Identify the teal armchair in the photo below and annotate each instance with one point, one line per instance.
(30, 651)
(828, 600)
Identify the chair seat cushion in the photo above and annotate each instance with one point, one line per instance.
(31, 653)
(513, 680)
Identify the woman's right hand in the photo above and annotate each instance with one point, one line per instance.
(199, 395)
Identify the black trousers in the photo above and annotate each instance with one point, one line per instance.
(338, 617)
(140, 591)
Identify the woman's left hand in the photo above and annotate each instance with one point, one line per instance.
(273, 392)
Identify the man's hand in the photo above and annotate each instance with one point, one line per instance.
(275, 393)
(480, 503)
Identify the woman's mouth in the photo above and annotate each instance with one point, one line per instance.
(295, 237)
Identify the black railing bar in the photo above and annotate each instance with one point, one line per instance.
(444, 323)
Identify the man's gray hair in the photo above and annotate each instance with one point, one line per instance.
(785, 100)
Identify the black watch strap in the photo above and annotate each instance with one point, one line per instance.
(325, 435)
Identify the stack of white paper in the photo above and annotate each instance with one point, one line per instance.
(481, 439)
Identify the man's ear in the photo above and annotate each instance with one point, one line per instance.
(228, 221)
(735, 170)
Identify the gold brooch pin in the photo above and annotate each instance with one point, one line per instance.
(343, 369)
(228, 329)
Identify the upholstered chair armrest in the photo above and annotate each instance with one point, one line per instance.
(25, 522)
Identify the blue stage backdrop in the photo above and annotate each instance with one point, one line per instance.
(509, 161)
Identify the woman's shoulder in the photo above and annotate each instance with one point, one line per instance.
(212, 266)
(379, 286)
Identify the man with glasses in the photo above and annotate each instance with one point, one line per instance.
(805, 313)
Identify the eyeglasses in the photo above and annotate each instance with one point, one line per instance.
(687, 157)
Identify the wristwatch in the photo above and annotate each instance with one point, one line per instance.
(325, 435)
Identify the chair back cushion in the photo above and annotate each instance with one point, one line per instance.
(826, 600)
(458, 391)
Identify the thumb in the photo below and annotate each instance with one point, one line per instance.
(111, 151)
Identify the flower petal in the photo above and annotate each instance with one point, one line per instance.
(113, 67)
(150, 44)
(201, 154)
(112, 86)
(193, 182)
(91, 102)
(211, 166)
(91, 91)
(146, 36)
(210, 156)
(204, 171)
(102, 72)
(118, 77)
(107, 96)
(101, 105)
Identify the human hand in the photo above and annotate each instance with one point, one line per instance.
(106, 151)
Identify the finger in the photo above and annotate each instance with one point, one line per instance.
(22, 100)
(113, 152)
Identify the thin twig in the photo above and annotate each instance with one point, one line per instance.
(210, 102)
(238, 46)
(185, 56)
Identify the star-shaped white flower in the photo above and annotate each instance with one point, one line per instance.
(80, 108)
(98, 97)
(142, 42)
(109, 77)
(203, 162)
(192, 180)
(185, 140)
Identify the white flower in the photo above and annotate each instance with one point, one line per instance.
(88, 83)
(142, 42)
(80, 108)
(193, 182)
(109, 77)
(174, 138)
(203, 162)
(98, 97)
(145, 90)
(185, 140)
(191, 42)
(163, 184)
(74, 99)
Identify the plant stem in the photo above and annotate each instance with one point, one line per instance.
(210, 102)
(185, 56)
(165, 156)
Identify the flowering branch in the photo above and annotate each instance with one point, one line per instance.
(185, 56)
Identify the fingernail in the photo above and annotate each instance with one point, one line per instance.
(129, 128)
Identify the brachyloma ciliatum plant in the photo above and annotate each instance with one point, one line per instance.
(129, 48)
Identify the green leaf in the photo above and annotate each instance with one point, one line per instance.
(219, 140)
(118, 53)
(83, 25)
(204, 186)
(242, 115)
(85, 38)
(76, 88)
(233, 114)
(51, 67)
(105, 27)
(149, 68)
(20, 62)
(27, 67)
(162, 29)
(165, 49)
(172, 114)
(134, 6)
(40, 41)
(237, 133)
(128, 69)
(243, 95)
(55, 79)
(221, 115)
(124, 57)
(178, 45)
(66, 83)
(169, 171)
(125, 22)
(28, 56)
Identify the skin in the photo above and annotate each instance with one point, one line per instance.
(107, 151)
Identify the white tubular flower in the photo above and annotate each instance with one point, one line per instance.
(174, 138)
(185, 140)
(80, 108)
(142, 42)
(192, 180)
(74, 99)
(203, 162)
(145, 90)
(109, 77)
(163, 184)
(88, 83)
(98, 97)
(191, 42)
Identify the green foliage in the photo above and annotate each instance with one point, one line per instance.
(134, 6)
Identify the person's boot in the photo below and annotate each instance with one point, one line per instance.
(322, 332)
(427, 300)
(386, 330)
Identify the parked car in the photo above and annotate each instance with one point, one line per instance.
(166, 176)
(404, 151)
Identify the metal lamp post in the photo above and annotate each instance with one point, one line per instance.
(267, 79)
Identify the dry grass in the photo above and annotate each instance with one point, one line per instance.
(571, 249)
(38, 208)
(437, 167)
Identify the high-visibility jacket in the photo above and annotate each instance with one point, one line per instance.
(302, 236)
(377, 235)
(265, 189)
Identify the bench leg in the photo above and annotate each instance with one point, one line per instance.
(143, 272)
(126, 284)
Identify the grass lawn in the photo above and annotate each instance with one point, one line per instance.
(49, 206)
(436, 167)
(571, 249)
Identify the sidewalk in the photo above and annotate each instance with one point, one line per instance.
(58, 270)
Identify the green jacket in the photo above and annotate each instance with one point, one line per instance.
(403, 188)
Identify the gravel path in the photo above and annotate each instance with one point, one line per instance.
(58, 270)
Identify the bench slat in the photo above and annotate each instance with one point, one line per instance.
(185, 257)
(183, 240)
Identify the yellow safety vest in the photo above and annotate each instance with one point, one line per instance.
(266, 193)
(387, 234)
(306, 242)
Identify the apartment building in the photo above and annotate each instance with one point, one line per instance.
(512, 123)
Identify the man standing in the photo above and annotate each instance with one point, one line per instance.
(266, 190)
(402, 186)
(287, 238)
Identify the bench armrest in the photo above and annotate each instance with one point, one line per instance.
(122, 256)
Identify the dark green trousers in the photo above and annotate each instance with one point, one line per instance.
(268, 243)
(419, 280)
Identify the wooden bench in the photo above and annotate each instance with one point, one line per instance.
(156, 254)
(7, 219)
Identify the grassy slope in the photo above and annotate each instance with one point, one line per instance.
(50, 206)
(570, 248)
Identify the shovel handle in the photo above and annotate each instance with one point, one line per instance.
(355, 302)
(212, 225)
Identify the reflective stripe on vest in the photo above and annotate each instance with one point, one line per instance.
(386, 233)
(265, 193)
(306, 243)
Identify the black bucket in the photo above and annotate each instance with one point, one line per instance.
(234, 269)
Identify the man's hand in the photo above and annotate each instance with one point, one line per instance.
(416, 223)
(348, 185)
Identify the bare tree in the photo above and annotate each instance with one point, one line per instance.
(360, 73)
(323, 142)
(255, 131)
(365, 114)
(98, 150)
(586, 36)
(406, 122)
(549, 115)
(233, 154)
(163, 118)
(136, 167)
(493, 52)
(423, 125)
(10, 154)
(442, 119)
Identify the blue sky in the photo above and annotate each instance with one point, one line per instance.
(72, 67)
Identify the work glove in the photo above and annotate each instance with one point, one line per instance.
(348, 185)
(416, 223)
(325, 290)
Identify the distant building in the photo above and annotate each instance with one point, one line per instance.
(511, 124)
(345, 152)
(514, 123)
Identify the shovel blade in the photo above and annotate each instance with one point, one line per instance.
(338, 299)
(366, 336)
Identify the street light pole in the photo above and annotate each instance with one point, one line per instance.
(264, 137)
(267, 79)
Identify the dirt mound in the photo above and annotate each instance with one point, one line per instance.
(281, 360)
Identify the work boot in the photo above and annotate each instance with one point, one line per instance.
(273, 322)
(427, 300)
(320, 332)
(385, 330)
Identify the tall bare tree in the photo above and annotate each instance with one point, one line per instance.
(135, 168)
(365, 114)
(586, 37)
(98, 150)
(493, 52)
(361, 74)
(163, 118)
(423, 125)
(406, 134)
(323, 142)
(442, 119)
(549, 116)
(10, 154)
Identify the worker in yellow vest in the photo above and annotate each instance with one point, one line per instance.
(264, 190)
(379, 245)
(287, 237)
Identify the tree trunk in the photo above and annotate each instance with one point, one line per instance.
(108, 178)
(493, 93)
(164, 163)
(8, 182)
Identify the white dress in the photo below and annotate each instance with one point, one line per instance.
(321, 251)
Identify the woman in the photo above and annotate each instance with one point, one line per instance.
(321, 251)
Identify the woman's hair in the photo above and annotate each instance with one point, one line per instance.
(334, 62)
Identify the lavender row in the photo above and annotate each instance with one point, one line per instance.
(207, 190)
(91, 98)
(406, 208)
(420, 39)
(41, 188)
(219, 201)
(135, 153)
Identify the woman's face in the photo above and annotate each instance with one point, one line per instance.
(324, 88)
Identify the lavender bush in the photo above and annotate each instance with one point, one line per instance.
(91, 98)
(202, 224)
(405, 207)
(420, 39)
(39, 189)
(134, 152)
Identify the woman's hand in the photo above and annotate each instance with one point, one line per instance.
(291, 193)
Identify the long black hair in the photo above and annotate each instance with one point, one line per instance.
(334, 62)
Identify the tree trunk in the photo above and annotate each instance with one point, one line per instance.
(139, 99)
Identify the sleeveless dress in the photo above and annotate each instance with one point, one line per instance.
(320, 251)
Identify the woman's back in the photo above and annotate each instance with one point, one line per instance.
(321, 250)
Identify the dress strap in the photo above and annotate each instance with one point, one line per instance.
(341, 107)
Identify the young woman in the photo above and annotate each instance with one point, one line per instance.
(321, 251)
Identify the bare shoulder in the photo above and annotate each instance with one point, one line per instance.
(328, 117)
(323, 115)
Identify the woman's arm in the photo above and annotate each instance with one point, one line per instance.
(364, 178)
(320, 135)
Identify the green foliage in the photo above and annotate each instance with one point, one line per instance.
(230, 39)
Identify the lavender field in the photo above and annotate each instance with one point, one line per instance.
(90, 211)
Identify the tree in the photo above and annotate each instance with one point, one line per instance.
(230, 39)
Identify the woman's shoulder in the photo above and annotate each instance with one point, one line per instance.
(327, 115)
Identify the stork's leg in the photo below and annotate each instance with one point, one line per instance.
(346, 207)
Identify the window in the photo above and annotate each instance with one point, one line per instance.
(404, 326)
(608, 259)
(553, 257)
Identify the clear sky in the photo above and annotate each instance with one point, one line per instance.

● WRITTEN EXERCISE
Starting at the line that contains "Identify the woman's arm", retype each line through the end of the listing above and nothing else.

● FINISHED EXERCISE
Identify the woman's arm in the photo above and annotate each instance with one point, one line per instance.
(364, 178)
(320, 135)
Identify the green foliage in the photo above and annotate each instance with one point, one line per instance.
(230, 39)
Identify the lavender field in the photo above and annotate each instance with one point, one line per instance.
(90, 211)
Identify the tree in the photo above and annotate each instance with one point, one line per instance.
(230, 39)
Identify the woman's shoulder in the photo above and annotate each instance with one point, one line per instance.
(327, 115)
Identify the stork's leg in the photo below and annotate each instance with one point, one line per instance.
(346, 207)
Identify the window in the photo above and annotate each instance with one point, one line per instance.
(404, 326)
(608, 259)
(553, 257)
Identify the clear sky in the photo above and annotate each instance with one point, one line per instance.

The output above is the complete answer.